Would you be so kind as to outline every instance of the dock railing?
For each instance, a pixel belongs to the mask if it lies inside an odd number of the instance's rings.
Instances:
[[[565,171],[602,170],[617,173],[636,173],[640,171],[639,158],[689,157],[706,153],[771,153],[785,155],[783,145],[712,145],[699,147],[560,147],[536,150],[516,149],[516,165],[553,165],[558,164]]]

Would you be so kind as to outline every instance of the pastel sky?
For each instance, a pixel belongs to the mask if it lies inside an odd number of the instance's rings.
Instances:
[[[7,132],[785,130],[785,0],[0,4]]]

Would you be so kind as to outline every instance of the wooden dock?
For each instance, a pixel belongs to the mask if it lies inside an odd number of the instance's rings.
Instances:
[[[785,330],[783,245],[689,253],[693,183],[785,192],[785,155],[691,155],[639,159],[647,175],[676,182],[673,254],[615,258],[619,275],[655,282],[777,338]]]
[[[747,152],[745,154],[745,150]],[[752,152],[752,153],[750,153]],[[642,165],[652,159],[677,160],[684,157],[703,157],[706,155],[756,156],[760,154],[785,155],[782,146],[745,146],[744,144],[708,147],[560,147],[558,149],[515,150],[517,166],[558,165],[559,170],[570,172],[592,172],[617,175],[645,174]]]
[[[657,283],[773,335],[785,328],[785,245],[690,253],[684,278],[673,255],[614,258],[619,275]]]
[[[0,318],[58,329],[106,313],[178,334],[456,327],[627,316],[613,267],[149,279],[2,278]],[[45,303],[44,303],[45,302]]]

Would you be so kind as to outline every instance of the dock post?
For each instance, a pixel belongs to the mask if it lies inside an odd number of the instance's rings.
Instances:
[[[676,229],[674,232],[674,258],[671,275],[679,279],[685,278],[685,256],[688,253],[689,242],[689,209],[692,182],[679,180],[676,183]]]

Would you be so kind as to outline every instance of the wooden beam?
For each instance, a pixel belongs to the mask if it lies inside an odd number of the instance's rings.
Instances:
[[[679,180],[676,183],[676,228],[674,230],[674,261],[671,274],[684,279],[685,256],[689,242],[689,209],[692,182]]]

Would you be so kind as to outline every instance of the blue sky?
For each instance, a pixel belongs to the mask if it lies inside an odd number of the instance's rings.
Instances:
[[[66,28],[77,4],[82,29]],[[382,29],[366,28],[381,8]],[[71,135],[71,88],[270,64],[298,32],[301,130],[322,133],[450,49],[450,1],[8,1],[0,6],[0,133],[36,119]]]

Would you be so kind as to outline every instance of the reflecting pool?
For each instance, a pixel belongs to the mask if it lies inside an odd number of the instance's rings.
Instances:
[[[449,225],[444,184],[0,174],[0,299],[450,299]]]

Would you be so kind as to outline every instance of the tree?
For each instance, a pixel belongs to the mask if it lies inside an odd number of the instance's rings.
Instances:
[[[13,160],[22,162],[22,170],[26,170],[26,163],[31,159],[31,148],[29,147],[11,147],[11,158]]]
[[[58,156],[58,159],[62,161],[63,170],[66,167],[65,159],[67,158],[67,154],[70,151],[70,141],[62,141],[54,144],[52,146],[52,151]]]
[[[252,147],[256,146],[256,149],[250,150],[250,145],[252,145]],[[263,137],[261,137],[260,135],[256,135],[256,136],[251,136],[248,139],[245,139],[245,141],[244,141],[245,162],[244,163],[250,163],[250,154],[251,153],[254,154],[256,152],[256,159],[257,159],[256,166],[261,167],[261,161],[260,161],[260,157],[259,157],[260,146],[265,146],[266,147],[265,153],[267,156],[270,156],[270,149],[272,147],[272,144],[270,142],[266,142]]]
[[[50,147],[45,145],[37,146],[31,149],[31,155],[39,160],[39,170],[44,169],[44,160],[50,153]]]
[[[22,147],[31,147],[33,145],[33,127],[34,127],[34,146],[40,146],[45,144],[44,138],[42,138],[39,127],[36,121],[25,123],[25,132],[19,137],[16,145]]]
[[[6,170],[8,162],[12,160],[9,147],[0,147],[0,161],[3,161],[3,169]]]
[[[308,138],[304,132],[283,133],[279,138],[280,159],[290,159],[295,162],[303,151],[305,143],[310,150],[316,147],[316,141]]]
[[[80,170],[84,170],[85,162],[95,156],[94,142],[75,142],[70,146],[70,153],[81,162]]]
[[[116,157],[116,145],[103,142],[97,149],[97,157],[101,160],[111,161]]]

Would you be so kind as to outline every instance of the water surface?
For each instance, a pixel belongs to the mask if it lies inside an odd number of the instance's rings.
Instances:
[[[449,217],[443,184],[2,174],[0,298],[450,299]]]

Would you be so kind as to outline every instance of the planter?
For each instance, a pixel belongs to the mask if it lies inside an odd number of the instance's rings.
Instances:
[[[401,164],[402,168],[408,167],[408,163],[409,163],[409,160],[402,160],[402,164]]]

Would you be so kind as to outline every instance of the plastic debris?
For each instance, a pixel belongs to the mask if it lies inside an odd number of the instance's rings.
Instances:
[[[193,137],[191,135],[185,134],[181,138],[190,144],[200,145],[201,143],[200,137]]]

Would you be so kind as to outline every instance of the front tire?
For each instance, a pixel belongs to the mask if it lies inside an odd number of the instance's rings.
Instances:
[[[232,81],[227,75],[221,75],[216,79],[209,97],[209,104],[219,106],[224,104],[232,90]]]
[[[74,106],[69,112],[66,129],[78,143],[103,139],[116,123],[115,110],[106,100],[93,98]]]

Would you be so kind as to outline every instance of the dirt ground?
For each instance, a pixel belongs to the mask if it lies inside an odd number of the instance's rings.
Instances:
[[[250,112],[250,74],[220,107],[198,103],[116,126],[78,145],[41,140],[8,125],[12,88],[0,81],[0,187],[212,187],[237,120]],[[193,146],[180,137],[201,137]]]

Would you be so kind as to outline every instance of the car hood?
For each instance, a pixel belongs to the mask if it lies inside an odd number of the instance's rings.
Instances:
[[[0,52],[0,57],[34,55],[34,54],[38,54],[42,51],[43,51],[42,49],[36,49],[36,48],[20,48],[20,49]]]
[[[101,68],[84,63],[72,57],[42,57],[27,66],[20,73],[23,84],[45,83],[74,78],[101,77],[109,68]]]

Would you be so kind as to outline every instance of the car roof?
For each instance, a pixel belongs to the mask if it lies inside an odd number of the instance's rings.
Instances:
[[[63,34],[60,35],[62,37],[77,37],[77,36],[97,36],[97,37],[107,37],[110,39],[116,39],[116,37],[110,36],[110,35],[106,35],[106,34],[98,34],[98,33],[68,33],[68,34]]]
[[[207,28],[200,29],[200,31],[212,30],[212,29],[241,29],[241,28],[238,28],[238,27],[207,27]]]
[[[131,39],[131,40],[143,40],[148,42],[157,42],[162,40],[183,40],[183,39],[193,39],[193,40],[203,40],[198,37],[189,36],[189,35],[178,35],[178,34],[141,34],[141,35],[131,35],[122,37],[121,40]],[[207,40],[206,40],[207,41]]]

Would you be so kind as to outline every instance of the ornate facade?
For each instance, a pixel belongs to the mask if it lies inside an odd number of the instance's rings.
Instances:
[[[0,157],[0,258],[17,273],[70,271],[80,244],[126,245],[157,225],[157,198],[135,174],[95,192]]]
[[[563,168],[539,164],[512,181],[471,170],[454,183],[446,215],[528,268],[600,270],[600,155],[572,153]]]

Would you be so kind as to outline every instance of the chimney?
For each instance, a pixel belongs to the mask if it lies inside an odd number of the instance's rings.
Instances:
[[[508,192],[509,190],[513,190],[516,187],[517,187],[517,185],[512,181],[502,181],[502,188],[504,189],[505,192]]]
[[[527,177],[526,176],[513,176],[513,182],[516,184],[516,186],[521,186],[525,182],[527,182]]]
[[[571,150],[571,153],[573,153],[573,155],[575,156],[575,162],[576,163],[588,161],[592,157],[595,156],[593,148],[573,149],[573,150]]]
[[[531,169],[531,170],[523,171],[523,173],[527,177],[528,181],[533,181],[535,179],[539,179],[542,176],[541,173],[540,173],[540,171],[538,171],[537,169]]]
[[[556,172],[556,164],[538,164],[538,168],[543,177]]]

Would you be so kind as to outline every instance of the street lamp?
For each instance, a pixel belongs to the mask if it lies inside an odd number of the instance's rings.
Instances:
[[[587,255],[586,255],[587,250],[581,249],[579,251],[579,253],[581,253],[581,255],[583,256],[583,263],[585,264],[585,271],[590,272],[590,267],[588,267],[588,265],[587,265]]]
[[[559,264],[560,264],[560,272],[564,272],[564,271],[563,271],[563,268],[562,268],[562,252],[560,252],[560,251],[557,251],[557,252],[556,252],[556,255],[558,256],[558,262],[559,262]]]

────────────────────────────────────────

(BRIEF):
Extract, word for word, the lines of the data from the one containing "the street lamp?" through the final line, including both of those lines.

(THE RESPONSE):
Would you be so kind as to outline every instance of the street lamp?
For each instance, a pixel belongs to the mask if it lies inside an odd number of the instance's rings.
Instances:
[[[587,255],[586,255],[587,250],[581,249],[579,251],[579,253],[581,253],[581,255],[583,256],[583,263],[585,264],[585,271],[590,272],[590,267],[588,267],[588,265],[587,265]]]
[[[559,264],[560,264],[560,272],[564,272],[564,271],[563,271],[563,268],[562,268],[562,252],[560,252],[560,251],[557,251],[557,252],[556,252],[556,255],[558,256],[558,262],[559,262]]]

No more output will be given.